__Set problem__. Transcribe the passage on NMG's credit facilities below, between "Senior Secured Asset-Based Revolving Credit Facility.  NMG’s" and "letters of credit.", inclusive.
----- Extract provided
Senior Secured Asset-Based Revolving Credit Facility.  NMG’s senior secured Asset-Based Revolving Credit Facility provides financing of up to $600.0 million, subject to a borrowing base equal to at any time the lesser of 80% of eligible inventory (valued at the lower of cost or market value) and 85% of net orderly liquidation value of the eligible inventory, less certain reserves.

 

As of November 1, 2008, NMG had $576.3 million of unused borrowing availability under the Asset-Based Revolving Credit Facility based on a borrowing base of over $600.0 million and after giving effect to $23.7 million used for letters of credit.

 

See Note 3 of our Notes to Condensed Consolidated Financial Statements in Item 1 for a further description of the terms of the Asset-Based Revolving Credit Facility.

 

Senior Secured Term Loan Facility.  In October 2005, NMG entered into a credit agreement and related security and other agreements for a $1,975.0 million Senior Secured Term Loan Facility.  NMG voluntarily repaid $100.0 million principal amount of its loans under the Senior Secured Term Loan Facility in fiscal year 2006 and $250 million in fiscal year 2007.
----------
----- Entries supplied
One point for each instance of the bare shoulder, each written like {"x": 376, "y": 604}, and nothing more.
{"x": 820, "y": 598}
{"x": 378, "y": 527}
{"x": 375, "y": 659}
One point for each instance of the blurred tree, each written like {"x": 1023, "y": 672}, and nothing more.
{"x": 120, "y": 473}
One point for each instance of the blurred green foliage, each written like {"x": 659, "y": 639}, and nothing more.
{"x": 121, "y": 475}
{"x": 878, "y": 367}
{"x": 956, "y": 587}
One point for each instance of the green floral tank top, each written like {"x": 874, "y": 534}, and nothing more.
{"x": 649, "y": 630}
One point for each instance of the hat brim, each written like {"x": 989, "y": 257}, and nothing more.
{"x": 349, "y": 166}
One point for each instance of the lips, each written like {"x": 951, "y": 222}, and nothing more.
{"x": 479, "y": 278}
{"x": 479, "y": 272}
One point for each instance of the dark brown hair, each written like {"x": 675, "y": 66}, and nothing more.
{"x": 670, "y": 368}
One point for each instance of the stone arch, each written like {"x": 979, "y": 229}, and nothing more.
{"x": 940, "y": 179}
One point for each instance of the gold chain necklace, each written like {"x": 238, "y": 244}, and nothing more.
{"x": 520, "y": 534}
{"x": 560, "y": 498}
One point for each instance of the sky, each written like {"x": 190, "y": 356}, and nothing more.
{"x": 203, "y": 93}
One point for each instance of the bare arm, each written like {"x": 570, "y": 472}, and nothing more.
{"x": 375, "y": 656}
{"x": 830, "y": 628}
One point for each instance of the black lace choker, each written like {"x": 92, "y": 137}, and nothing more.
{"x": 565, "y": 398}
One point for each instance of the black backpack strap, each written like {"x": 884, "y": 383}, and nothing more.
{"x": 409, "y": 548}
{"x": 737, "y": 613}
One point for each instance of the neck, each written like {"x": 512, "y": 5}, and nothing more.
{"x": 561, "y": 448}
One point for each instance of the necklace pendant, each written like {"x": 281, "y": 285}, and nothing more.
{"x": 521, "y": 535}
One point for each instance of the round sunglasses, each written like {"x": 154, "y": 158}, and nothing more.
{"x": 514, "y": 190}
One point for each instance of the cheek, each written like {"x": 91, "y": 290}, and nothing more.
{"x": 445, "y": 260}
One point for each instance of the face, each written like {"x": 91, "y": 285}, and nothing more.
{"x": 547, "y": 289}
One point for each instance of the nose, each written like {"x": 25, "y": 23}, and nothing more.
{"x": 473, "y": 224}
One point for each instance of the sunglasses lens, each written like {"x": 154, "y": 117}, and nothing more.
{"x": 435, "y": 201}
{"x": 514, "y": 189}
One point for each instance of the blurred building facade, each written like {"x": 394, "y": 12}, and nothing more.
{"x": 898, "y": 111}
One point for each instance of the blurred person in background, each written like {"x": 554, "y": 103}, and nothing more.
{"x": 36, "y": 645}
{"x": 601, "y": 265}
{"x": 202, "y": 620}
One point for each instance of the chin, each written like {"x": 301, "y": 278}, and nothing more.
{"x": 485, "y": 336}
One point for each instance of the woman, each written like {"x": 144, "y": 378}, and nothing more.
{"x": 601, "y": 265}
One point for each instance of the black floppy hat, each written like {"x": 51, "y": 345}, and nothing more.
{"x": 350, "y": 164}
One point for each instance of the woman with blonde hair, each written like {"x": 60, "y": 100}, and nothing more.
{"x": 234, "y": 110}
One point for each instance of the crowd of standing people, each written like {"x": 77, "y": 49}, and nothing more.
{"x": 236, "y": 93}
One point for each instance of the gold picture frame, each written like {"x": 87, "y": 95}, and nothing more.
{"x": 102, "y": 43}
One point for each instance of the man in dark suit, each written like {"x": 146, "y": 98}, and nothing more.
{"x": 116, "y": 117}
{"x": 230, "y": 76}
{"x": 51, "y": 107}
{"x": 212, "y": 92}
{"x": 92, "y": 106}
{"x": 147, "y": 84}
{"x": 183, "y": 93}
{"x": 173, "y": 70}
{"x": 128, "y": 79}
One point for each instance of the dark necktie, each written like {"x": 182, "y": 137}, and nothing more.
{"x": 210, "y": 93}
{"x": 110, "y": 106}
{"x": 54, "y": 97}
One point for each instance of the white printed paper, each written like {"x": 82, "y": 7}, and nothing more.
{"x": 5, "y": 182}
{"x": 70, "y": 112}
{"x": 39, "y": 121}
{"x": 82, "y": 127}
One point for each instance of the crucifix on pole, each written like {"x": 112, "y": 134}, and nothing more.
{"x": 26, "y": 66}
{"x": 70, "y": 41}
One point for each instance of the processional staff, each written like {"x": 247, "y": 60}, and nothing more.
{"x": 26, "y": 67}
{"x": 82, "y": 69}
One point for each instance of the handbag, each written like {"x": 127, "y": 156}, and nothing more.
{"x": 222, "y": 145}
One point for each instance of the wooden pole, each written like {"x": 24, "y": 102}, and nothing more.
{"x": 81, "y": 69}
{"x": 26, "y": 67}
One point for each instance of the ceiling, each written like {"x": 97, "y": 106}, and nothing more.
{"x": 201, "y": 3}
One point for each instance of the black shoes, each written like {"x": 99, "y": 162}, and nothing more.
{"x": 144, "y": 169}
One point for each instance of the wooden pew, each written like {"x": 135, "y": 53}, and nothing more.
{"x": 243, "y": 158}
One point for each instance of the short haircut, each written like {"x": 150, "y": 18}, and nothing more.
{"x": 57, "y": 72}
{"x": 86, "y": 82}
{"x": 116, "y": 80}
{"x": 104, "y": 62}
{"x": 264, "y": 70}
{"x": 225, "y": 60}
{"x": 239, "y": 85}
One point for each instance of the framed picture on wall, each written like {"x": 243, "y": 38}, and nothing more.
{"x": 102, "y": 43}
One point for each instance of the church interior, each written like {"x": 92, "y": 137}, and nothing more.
----------
__Result for this task__.
Senior Secured Asset-Based Revolving Credit Facility.  NMG’s senior secured Asset-Based Revolving Credit Facility provides financing of up to $600.0 million, subject to a borrowing base equal to at any time the lesser of 80% of eligible inventory (valued at the lower of cost or market value) and 85% of net orderly liquidation value of the eligible inventory, less certain reserves.

 

As of November 1, 2008, NMG had $576.3 million of unused borrowing availability under the Asset-Based Revolving Credit Facility based on a borrowing base of over $600.0 million and after giving effect to $23.7 million used for letters of credit.